- [Written request] How many lines of the material below contain the string "center"? Case counts. Give only the number.
=-=-=
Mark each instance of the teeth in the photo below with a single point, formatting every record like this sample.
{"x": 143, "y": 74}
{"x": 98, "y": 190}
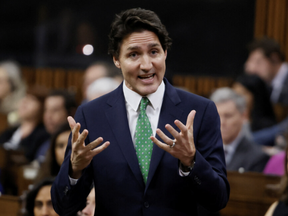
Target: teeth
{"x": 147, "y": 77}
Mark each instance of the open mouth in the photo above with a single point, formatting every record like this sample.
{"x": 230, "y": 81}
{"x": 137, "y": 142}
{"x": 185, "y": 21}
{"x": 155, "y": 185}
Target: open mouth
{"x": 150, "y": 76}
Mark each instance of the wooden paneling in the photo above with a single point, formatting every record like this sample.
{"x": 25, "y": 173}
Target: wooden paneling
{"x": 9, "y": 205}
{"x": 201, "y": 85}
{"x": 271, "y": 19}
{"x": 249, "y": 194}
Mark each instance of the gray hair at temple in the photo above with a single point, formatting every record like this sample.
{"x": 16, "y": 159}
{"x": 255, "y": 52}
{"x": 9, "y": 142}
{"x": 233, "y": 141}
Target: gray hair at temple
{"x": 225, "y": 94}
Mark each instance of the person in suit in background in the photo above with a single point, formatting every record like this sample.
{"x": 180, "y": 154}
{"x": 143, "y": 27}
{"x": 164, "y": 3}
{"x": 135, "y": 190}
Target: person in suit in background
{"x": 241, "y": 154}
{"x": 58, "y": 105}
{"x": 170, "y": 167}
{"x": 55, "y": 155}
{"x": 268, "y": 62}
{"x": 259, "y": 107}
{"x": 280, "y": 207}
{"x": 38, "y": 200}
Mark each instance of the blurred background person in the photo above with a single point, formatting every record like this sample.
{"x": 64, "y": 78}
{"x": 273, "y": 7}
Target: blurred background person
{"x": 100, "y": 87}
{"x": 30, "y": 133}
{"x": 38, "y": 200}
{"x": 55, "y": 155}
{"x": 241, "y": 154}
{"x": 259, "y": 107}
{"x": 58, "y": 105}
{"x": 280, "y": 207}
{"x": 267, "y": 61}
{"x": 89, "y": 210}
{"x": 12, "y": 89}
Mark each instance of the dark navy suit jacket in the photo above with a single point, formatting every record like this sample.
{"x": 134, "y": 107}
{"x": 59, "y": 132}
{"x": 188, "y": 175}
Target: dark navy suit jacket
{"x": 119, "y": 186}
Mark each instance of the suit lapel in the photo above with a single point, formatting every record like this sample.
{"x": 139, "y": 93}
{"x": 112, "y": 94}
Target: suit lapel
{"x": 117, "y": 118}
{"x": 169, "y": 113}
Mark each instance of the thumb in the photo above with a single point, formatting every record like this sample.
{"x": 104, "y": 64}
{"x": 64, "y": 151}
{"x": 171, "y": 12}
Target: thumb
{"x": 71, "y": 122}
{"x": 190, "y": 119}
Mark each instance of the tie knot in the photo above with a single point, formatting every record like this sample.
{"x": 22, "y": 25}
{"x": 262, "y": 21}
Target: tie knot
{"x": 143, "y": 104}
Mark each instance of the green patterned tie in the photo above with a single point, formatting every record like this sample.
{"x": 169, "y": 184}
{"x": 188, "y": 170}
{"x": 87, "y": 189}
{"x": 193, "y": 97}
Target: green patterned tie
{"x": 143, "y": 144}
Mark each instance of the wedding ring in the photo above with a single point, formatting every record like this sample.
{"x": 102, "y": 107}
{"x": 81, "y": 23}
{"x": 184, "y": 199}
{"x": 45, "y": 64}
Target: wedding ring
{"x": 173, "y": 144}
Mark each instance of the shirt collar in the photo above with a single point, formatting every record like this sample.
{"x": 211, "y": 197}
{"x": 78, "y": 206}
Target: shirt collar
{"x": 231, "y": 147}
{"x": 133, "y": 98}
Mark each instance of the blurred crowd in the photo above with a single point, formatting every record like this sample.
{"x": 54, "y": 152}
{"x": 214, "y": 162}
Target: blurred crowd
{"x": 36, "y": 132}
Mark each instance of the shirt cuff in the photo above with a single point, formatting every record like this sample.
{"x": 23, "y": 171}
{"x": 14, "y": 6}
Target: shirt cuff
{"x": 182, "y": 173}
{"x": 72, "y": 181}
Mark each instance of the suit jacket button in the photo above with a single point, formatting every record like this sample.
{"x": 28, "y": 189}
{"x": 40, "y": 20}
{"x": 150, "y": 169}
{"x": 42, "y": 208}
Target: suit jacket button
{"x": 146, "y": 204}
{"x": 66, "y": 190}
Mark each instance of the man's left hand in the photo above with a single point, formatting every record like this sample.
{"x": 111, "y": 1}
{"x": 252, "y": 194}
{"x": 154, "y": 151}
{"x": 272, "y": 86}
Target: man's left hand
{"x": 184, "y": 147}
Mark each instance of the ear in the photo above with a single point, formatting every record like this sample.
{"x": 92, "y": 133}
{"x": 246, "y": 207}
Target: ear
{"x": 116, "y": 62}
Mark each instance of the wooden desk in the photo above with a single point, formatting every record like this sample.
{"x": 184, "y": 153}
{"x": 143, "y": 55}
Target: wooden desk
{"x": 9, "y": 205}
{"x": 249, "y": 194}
=-=-=
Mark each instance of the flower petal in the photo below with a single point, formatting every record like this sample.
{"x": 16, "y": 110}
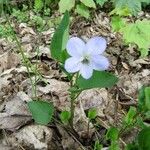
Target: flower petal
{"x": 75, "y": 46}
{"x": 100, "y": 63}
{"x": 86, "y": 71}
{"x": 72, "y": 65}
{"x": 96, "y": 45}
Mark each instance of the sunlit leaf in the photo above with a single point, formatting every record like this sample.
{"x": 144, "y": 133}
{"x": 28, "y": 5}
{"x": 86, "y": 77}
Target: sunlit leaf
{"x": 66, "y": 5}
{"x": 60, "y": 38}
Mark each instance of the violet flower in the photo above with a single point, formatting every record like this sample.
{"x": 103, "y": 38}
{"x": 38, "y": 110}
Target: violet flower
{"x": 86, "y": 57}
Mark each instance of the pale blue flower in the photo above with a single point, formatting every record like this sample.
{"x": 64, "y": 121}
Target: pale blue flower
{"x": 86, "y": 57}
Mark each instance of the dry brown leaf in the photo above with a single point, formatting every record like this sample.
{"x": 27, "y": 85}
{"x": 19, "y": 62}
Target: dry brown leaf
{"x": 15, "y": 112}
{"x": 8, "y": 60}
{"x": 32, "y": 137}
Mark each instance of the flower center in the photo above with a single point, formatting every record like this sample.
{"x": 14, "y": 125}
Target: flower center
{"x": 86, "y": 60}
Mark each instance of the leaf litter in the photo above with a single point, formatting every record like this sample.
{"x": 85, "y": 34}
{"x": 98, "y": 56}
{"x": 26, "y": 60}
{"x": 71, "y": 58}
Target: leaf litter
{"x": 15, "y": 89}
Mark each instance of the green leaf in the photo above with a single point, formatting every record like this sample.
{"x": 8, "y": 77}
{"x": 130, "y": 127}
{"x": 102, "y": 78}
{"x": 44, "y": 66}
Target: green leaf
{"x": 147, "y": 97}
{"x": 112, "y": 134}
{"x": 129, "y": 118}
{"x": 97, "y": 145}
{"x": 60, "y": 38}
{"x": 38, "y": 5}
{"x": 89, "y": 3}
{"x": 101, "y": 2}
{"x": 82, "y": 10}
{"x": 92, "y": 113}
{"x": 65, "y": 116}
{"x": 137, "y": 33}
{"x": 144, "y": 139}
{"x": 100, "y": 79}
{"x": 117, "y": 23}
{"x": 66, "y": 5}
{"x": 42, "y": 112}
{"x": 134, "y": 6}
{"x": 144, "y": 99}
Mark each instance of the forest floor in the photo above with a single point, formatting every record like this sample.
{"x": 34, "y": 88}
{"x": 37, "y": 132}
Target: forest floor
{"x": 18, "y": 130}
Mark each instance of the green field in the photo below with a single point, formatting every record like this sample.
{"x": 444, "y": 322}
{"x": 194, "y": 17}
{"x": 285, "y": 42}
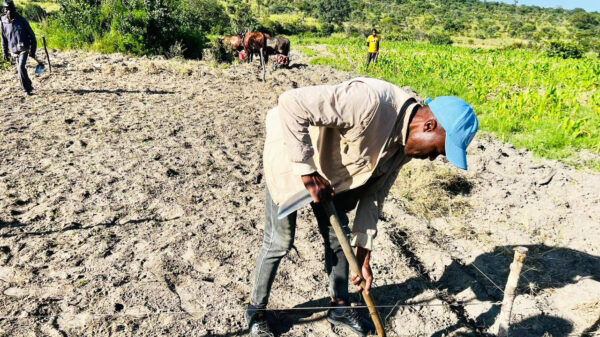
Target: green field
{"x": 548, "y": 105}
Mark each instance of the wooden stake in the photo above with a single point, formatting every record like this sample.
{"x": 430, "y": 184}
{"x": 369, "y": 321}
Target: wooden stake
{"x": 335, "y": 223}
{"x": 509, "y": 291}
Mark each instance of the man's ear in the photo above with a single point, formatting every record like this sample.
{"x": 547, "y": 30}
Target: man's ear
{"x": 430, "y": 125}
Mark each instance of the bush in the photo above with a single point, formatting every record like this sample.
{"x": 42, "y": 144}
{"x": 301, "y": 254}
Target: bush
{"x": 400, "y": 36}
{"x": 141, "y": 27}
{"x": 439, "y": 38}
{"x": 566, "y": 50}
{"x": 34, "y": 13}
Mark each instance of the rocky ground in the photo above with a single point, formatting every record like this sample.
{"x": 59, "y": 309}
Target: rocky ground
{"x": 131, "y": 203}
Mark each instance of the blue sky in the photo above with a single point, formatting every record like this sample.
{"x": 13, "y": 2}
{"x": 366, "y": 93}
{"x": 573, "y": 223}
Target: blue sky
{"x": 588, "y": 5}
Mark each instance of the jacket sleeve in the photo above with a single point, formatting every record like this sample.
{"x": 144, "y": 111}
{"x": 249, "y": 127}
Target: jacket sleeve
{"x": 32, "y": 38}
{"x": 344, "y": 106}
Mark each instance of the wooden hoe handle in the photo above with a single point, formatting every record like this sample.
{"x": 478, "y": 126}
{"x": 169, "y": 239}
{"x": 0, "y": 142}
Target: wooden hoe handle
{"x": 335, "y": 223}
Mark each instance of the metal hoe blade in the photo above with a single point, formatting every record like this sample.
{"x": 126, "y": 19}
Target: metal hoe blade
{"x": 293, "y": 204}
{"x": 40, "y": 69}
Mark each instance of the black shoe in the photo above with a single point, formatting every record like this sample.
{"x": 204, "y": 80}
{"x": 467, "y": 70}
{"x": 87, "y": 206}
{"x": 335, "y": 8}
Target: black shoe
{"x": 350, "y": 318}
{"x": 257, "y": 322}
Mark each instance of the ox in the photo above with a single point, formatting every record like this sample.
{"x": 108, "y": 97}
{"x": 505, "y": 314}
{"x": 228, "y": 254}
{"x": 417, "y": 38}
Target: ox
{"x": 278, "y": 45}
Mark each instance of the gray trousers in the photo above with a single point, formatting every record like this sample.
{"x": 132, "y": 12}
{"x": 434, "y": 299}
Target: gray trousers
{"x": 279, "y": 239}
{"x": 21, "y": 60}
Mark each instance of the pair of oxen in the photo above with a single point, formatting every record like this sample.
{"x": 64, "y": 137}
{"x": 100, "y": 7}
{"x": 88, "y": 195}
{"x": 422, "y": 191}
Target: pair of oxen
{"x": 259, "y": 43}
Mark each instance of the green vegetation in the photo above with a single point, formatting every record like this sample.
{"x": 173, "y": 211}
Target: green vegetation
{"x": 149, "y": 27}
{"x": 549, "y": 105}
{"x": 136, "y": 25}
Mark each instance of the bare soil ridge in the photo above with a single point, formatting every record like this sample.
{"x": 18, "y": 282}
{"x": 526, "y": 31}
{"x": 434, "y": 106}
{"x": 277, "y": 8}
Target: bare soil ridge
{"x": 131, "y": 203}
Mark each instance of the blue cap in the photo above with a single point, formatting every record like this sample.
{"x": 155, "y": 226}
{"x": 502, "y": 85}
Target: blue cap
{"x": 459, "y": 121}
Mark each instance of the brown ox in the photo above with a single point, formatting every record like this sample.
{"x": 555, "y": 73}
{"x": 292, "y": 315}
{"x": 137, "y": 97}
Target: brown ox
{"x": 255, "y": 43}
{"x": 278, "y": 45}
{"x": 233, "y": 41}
=-=-=
- [Solution to this task] 2